Using the entries that follow, give the number of lines containing the string "query". Write nothing besides that number.
[DATASET CONTENT — start]
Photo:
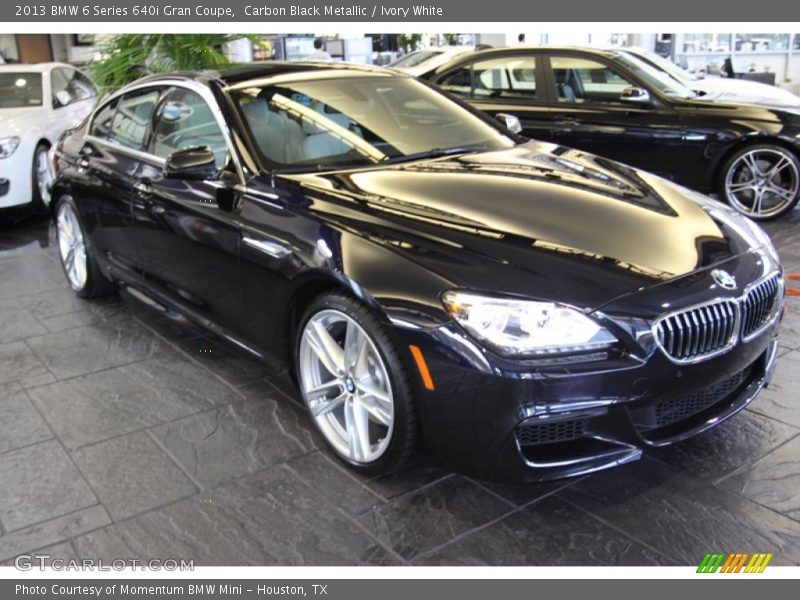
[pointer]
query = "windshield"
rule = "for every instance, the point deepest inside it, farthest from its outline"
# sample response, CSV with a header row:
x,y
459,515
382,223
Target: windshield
[DATASET CONTENT — finish]
[DATASET CONTENT — start]
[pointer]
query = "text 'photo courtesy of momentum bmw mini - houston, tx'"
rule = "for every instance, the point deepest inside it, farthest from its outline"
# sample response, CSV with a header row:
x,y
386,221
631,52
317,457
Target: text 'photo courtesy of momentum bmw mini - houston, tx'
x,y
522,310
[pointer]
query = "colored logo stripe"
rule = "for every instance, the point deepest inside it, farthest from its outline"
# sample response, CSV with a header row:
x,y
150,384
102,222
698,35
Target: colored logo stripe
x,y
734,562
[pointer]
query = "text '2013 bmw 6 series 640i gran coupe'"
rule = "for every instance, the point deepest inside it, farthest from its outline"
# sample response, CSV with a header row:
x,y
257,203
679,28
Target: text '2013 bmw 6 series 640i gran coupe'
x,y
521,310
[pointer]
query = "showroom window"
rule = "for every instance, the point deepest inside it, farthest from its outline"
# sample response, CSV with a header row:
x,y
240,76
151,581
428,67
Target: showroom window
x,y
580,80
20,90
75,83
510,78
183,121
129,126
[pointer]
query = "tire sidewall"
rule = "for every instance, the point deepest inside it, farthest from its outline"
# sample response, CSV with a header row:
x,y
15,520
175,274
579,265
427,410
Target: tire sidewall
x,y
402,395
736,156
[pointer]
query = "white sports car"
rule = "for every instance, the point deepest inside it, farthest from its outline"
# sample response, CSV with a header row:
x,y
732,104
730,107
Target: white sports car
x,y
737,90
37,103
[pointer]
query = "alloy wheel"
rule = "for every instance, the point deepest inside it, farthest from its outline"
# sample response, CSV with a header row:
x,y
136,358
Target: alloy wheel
[DATASET CONTENT — finish]
EXERCISE RESULT: 8